#### Stored rows

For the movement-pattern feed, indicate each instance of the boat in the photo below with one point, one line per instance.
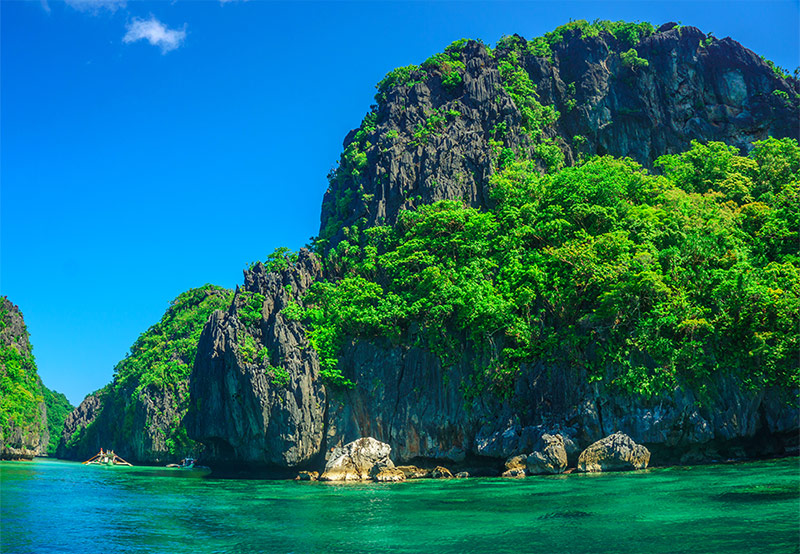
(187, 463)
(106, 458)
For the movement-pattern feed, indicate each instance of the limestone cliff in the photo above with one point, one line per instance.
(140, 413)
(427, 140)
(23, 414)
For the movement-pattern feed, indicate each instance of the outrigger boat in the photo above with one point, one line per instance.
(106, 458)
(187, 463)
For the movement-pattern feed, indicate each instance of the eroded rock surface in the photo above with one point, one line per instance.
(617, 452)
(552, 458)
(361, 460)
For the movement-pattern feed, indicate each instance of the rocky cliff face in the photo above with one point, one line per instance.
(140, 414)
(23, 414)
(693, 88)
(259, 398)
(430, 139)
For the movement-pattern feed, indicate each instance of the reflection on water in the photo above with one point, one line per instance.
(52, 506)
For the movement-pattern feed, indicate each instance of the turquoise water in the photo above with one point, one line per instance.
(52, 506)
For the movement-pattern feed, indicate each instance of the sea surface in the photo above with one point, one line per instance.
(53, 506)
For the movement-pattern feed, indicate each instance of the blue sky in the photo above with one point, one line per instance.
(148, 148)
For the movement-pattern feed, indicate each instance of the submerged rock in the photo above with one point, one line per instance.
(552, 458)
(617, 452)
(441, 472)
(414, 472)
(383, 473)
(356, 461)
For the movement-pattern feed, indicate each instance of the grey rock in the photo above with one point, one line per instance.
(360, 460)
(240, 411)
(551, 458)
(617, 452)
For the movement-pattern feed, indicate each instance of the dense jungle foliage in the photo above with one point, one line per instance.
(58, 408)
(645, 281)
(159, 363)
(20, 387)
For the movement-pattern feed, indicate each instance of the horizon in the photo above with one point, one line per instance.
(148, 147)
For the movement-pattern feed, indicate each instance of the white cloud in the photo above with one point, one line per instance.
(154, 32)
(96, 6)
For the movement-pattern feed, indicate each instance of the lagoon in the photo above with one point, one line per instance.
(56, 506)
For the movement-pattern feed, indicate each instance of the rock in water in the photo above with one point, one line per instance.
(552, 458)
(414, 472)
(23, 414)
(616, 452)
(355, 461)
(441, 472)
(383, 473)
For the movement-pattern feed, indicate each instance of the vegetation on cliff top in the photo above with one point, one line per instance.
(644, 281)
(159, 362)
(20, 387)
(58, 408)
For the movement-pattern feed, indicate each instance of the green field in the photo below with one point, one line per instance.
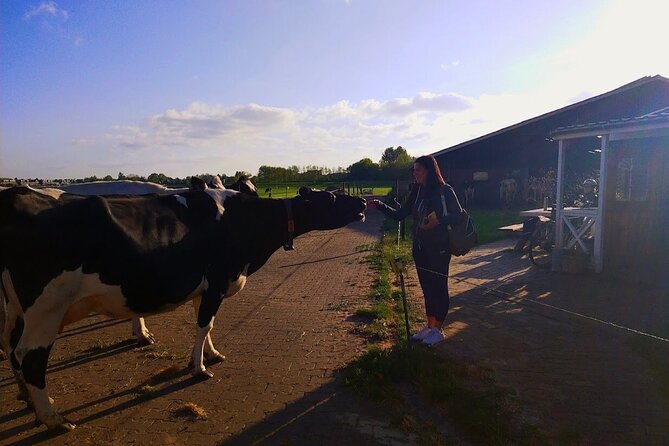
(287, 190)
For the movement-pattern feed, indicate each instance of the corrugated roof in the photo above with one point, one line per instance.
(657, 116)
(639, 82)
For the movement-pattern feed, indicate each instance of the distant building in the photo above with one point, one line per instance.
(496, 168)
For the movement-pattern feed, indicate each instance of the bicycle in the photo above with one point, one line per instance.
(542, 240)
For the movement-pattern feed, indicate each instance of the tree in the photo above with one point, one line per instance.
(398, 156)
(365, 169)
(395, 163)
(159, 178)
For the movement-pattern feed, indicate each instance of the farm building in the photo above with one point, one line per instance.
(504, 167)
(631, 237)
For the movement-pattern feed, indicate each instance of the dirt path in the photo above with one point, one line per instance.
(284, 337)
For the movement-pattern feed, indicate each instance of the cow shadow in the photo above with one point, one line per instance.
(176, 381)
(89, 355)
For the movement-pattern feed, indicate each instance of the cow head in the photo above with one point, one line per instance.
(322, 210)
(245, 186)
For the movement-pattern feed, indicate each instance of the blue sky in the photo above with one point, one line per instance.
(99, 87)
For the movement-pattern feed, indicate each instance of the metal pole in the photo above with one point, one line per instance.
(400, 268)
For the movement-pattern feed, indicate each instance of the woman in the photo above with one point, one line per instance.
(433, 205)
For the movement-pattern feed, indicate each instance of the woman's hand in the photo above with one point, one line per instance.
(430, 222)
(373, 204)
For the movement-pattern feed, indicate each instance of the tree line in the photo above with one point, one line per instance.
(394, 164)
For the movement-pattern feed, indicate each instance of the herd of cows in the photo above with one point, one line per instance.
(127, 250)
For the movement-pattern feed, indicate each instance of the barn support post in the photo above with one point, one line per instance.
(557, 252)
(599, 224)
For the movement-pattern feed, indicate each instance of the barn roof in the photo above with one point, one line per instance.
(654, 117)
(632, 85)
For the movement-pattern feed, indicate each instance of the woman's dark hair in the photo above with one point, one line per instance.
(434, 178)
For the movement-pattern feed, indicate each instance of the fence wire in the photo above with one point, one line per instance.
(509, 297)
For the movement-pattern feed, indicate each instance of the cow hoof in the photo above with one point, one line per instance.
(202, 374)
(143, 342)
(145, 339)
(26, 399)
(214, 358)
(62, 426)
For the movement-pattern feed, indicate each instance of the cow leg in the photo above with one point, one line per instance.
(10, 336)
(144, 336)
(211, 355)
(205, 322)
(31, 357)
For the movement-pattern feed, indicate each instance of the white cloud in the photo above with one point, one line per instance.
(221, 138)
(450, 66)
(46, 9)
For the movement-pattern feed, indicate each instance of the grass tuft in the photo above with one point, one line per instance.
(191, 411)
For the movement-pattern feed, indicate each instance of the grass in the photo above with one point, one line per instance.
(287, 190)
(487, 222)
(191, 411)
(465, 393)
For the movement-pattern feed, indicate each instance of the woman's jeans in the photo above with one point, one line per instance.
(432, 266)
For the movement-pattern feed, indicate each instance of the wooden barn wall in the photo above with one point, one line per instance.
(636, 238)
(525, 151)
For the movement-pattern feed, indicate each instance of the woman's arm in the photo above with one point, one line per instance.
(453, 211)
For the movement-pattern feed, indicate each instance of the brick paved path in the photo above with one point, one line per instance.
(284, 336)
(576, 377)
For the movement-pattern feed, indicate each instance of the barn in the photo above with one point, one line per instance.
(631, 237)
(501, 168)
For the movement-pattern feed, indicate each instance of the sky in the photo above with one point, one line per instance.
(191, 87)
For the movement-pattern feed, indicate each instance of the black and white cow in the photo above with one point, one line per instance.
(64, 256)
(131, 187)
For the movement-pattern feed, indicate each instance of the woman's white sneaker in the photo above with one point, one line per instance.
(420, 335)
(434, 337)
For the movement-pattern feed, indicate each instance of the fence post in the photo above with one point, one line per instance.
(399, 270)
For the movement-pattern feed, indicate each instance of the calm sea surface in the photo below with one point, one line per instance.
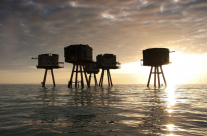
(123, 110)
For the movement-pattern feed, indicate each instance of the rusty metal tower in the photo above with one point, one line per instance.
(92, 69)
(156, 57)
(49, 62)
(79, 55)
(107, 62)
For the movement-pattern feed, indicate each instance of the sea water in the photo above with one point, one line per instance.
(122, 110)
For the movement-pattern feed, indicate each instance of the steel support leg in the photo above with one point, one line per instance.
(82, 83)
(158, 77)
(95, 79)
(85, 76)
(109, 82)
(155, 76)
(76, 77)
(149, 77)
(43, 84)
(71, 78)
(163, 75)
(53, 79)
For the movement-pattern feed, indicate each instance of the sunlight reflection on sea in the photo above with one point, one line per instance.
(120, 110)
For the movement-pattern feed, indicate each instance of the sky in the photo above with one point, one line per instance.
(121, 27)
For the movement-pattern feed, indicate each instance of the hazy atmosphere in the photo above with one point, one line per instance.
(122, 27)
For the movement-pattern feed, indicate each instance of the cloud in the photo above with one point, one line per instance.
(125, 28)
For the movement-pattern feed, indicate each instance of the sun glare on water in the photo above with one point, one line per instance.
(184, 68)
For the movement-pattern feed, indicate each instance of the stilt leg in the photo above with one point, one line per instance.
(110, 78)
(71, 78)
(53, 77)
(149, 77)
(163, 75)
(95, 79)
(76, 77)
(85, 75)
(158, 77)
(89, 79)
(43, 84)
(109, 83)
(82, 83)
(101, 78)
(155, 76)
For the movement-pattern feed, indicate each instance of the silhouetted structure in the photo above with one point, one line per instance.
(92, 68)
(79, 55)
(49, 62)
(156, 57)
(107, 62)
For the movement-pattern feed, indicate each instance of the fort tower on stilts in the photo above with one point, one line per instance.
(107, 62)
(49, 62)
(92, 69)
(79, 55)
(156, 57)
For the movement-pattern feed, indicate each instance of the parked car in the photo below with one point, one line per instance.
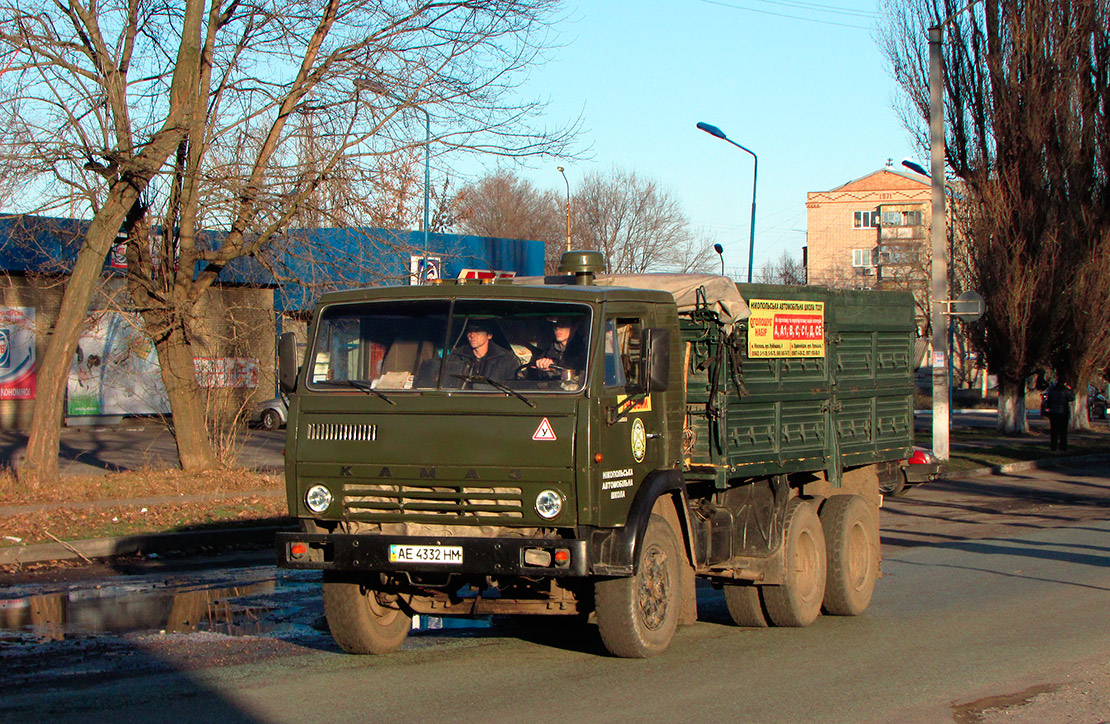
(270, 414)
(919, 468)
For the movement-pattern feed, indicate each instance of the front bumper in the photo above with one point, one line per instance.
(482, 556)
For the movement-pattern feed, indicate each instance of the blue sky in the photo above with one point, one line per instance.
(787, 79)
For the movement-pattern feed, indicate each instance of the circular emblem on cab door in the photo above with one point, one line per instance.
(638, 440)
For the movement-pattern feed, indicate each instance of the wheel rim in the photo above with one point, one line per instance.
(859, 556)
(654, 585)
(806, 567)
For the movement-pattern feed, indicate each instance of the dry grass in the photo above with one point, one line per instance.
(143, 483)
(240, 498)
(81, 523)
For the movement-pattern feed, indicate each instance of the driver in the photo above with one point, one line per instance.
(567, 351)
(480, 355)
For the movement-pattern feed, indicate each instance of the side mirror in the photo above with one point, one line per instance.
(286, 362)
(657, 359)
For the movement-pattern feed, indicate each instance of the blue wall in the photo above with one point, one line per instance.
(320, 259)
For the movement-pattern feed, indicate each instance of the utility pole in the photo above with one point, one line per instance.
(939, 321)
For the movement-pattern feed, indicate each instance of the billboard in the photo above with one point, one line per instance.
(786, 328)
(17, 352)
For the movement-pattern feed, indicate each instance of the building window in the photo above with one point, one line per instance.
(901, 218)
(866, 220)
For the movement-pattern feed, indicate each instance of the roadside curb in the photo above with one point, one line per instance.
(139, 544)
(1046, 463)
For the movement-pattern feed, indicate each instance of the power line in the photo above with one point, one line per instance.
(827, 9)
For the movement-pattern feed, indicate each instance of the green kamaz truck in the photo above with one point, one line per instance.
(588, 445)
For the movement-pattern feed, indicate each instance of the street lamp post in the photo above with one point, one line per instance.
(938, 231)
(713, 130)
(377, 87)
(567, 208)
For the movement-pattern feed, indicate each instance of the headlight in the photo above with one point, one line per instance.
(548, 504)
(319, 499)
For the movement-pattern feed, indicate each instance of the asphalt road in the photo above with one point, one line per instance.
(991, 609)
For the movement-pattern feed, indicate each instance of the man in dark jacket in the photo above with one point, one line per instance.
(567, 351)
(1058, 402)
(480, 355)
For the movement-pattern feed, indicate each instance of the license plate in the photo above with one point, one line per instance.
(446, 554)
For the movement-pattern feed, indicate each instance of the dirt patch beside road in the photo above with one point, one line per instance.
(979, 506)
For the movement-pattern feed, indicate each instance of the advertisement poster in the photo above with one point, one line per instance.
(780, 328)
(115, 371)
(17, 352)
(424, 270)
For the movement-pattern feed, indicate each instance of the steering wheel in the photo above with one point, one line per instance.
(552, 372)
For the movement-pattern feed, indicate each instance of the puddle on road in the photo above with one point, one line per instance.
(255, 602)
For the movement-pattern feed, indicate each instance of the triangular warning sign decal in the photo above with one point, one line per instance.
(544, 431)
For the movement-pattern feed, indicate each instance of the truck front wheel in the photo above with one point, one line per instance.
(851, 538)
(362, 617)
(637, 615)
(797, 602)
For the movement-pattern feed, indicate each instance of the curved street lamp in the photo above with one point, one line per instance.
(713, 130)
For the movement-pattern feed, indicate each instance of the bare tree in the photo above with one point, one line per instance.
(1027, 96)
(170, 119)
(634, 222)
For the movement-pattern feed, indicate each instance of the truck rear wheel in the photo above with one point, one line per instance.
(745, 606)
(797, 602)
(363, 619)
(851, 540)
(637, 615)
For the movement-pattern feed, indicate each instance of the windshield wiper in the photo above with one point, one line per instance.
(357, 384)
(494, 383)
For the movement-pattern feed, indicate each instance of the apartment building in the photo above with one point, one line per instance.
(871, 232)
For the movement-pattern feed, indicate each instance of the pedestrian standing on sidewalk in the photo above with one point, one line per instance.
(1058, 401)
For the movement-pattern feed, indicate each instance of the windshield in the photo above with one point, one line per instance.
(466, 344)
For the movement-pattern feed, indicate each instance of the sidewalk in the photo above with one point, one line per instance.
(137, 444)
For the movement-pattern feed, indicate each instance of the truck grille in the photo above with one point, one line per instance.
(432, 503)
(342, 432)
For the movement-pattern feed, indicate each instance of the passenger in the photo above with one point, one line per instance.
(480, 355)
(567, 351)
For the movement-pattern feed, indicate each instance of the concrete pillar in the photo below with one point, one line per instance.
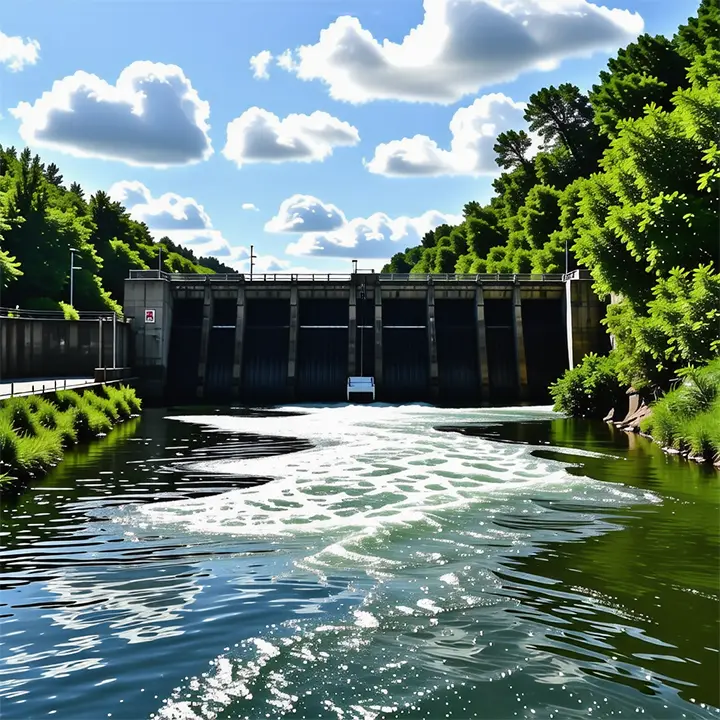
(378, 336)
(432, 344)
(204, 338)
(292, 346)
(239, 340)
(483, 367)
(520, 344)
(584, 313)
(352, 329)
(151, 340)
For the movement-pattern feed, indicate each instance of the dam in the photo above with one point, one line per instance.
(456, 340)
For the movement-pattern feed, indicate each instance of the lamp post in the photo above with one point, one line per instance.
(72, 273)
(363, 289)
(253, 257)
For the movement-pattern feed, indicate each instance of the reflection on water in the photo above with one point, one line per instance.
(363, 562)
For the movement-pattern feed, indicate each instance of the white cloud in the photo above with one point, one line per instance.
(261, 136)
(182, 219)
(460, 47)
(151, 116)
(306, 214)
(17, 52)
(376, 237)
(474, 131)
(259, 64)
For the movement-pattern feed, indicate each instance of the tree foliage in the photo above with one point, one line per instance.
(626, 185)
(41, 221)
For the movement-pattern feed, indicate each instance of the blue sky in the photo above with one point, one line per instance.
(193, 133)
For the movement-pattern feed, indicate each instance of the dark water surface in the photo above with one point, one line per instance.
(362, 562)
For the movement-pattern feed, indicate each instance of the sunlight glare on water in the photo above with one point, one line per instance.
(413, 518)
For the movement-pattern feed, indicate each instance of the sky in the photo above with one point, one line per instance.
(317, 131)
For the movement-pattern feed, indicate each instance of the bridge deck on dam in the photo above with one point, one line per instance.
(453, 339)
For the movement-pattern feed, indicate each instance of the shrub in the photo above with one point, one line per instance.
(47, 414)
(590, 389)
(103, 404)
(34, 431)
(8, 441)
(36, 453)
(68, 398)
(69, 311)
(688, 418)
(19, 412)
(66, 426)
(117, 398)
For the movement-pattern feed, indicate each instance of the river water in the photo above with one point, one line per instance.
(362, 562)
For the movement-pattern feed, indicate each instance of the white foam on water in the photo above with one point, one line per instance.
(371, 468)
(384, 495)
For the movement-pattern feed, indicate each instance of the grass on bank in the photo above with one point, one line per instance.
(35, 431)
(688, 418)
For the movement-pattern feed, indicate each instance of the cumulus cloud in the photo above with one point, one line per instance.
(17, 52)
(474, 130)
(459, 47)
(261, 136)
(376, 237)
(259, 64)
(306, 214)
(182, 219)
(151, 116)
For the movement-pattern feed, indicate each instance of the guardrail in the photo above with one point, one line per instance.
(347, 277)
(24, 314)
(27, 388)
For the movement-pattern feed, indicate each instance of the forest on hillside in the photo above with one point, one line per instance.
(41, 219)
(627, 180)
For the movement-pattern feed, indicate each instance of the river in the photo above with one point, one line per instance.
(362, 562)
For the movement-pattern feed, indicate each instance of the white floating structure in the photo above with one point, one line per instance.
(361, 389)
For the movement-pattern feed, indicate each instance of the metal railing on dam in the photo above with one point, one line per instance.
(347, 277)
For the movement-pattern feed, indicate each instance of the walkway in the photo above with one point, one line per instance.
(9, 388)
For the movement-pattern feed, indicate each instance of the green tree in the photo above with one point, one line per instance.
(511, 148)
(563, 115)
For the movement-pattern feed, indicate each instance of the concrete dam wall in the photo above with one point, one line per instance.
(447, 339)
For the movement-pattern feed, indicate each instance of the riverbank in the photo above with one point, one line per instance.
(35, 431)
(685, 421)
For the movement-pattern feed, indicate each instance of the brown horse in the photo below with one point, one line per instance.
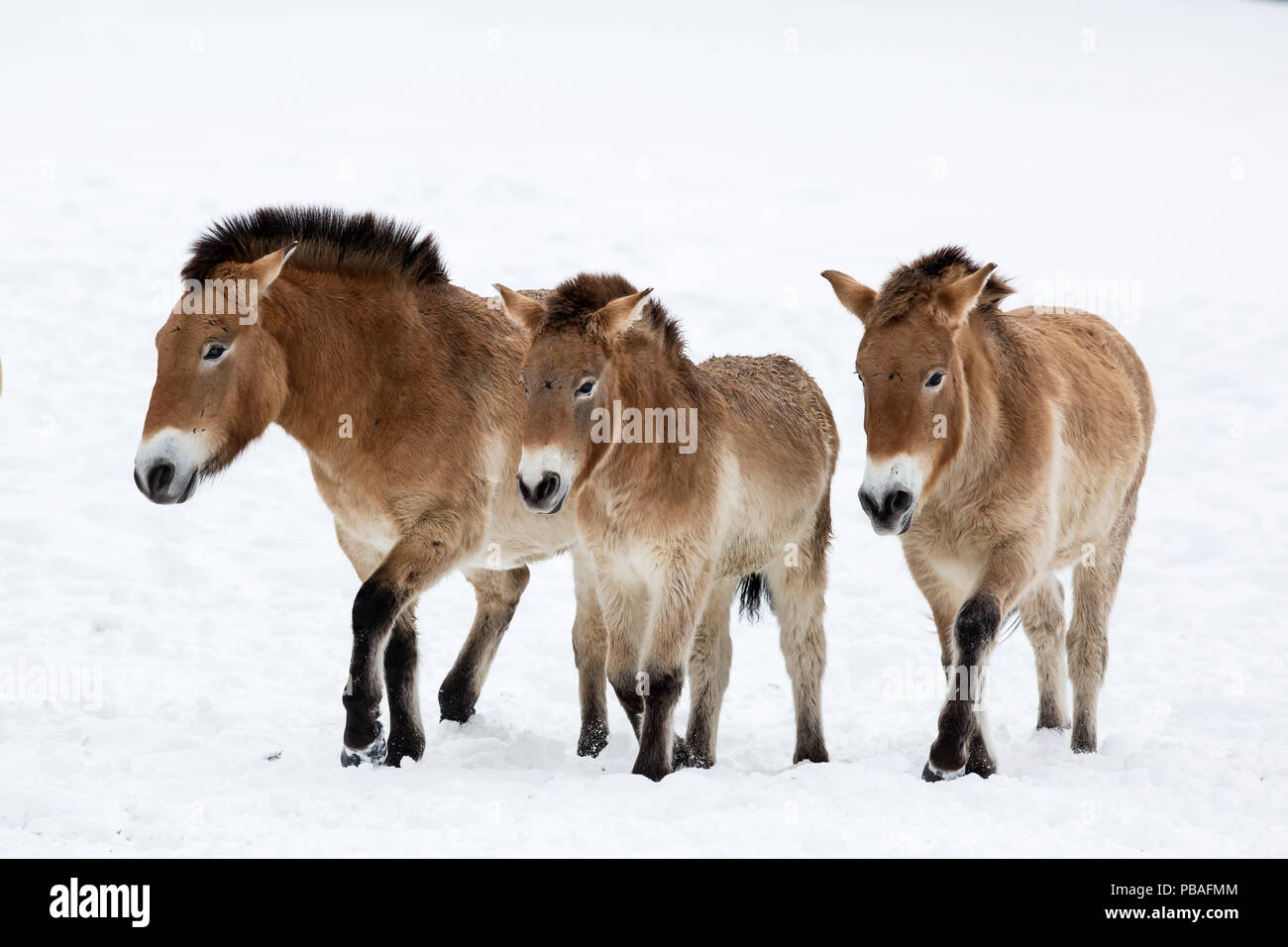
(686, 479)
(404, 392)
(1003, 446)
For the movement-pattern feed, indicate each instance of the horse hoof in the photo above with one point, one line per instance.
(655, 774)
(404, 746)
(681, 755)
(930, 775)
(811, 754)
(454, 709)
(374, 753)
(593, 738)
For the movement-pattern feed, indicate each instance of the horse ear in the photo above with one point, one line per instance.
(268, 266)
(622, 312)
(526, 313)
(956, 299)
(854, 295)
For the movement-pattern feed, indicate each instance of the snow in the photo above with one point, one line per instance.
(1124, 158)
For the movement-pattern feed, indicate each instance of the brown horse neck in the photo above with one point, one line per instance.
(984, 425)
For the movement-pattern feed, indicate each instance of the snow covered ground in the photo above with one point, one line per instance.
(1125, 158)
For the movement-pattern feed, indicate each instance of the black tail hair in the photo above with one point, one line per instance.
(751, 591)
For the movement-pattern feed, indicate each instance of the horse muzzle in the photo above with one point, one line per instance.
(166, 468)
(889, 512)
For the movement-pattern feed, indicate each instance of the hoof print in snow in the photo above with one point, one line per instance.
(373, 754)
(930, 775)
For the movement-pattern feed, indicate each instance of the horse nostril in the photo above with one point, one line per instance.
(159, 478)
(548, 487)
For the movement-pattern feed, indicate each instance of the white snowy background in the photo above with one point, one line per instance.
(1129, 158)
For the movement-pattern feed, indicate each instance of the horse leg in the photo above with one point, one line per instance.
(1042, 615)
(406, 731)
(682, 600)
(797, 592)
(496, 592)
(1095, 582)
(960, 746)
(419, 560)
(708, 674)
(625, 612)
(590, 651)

########

=== Aim ===
Transcribe word for word the lines from the one holding "of the hoof" to the last line of the listing above, inclusive.

=== Output of the exercise ===
For the movement-pattern feed, indicate each instance of the hoof print in snow in the photo above with one point, one line per instance.
(373, 754)
(930, 775)
For the movement-pattern feed, indicate each instance of the horse nostril in the photo above with one point, one line per instance.
(159, 478)
(548, 487)
For the movement-pattern feed, indicate each instance of the white snowy background in the photo above with one point, one line per instance.
(1129, 158)
For the movement-pattern feed, indicate each instance of the horse leg in the photo above with one point, one line per instance.
(1042, 615)
(406, 731)
(682, 600)
(797, 592)
(496, 592)
(1095, 582)
(960, 746)
(419, 560)
(708, 674)
(625, 612)
(590, 651)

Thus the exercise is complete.